*Extrait source:*
Un excellent livre, très complet, une odyssée troublante qui nous chuchote tout au long du récit que dans cette histoire, nous, lecteurs de 2011, nous sommes les absents, et que les absents ont toujours tort.

samedi 8 octobre 2011

Banquière II Altermondialiste

A part les initiales de mes grand-parents, en général je ne partage pas grand chose avec ma banque, et je ne suis jamais très pressée de répondre aux sollicitations de "faire le point avec un conseiller à votre écoute" qu'elle m'envoie régulièrement.
D'ailleurs, je n'ai jamais vu aucun de mes conseillers plus d'une fois. Car à ma banque, les conseillers changent tous les deux ans.
Il s'agit d'éviter que s'installe trop de promiscuité entre les clients et les banquiers. Avec moi, du coup, ça marche très bien.
J'ai déjà rencontré 4 banquières, et la 5ème attend depuis quelques mois d'avoir le plaisir de faire ma connaissance, et réciproquement.

*Consigne écrite 1:* Affichez à l'identique le passage de l'extrait source qui s'ouvre sur les mots contenant « samedi 8 octobre » et se referme sur « les deux ans. ».
*Consigne écrite 2:* Donnez la suite du billet sur les banquières successives, à partir de sa dernière phrase.

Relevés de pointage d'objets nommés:
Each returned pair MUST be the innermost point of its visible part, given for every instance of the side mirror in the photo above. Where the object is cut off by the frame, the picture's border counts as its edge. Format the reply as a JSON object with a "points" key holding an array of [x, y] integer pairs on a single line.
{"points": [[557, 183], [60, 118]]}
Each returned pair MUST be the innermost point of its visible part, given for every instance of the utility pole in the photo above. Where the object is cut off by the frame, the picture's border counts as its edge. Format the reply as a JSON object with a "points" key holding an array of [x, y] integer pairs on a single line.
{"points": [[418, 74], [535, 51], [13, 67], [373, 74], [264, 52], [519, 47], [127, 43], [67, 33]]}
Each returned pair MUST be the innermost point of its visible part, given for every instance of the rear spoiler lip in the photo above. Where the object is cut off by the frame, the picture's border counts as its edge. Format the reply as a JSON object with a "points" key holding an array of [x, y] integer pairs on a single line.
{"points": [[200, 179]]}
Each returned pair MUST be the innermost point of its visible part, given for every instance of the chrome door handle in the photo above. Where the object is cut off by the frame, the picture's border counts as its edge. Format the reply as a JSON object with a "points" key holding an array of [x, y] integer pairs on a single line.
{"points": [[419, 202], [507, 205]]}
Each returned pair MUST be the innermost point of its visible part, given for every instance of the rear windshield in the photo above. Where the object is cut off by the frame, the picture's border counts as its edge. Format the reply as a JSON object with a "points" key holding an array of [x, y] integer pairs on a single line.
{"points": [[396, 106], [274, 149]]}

*Résultat 1:*
samedi 8 octobre 2011

Banquière II Altermondialiste

A part les initiales de mes grand-parents, en général je ne partage pas grand chose avec ma banque, et je ne suis jamais très pressée de répondre aux sollicitations de "faire le point avec un conseiller à votre écoute" qu'elle m'envoie régulièrement.
D'ailleurs, je n'ai jamais vu aucun de mes conseillers plus d'une fois. Car à ma banque, les conseillers changent tous les deux ans.

*Résultat 2:*
J'avais pris rendez-vous avec ma 3ème banquière presque un an après qu'elle me l'avait proposé. Et je m'y étais rendue comme d'habitude, en traînant des pieds et la tête dans les nuages, mais bien décidée à ne pas ouvrir des quantités de comptes dont je n'avais absolument pas besoin.
La banquière était une femme d'une quarantaine d'année, aux cheveux courts, grande et sportive. Elle me serra la main et m'invita à prendre place dans son bureau, tout cela était très normal. Elle avait mon dossier sur son bureau, m'en fit un résumé, actualisa quelques informations, puis me présenta quelques "produits bancaires" adaptés à ma situation. Tout cela aussi était très normal, et je m'y attendais. Ce qui me surprit, en revanche, fut que, je ne sais plus comment, la conversation tomba sur la nécessité ou non pour moi de changer de téléphone ou d'ordinateur, et je lui fis savoir que puisque les miens fonctionnaient très bien, je n'avais pas de projet d'en acheter de nouveaux. Elle posa alors les mains à plat sur son bureau, et me dit qu'elle était comme moi, et qu'elle ne voyait pas l'intérêt de passer plus de temps à choisir son nouveau téléphone qu'à l'utiliser.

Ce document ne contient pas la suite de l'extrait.